* [What the exercise asks] Exactly as they appear below, repeat the lines from the one with "Target: man's hand" through the one with "Target: fan rib", and no others.

-.-.-

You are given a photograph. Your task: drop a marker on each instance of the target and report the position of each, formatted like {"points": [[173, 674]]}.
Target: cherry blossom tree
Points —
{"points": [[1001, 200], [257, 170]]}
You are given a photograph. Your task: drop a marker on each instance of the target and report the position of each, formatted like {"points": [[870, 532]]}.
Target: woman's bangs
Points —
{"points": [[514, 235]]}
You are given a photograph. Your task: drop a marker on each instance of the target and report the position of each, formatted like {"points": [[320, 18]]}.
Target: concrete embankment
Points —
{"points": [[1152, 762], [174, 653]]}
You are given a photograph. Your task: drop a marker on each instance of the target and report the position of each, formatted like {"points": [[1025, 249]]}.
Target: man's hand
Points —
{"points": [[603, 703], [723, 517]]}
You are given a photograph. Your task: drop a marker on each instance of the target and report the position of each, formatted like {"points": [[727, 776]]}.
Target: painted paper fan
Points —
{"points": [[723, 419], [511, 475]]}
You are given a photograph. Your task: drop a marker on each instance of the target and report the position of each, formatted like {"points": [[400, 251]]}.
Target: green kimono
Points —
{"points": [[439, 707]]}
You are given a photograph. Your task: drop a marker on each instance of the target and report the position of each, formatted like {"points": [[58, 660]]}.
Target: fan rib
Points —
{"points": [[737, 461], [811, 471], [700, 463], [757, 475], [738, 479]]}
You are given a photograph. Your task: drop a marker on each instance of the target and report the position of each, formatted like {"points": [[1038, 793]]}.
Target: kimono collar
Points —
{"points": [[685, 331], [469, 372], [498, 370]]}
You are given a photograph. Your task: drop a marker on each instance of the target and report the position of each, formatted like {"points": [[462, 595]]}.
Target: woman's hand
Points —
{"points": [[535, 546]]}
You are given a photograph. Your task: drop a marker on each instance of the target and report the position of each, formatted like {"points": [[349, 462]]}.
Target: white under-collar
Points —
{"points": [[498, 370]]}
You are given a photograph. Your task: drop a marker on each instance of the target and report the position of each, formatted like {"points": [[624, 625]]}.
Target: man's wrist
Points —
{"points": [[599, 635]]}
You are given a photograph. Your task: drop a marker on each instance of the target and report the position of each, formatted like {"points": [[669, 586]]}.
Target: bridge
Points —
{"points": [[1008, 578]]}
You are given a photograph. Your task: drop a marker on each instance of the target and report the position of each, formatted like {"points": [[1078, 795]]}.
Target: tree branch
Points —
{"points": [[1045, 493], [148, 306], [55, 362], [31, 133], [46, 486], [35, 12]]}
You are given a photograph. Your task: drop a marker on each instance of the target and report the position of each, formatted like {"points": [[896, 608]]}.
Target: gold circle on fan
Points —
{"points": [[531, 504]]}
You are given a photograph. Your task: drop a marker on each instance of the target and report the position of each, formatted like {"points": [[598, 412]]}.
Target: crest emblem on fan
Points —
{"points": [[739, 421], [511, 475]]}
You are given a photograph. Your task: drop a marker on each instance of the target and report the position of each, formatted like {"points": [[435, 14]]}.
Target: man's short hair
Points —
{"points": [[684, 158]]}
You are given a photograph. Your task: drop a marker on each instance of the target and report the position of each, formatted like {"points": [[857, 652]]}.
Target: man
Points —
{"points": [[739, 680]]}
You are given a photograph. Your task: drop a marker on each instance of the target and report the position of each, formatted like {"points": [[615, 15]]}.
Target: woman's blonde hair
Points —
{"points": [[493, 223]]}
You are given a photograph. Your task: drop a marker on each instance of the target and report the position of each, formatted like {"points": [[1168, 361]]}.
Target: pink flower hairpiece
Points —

-.-.-

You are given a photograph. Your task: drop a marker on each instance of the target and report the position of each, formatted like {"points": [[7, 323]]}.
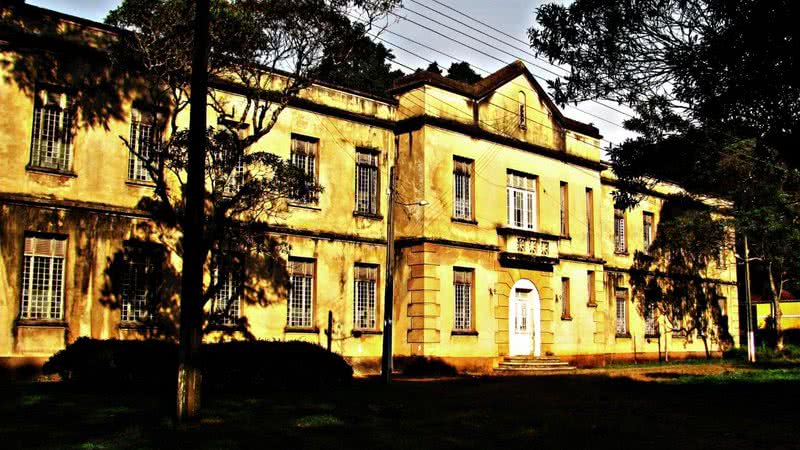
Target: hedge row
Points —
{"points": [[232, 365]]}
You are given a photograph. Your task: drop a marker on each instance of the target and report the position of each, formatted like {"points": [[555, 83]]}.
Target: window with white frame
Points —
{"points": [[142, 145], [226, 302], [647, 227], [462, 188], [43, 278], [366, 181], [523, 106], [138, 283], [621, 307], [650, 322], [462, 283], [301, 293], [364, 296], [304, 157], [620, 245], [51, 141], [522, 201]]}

-.-.-

* [Response to this task]
Target: man's hand
Points —
{"points": [[603, 703], [723, 517]]}
You are given a photograph. Your task: drop a marker on each instance of the target and report the position of each, formatted like {"points": [[727, 776]]}.
Target: painted paper fan
Points —
{"points": [[723, 419], [511, 475]]}
You are given a photograph. Your task: drop a marker on each instance of the target and report the position of each, formatted like {"points": [[400, 251]]}.
Target: green kimono
Points —
{"points": [[439, 707]]}
You are given a photograph. Your task: drop a marker on each instance of the target and report the position of each, formatted like {"points": [[58, 660]]}.
Target: fan rib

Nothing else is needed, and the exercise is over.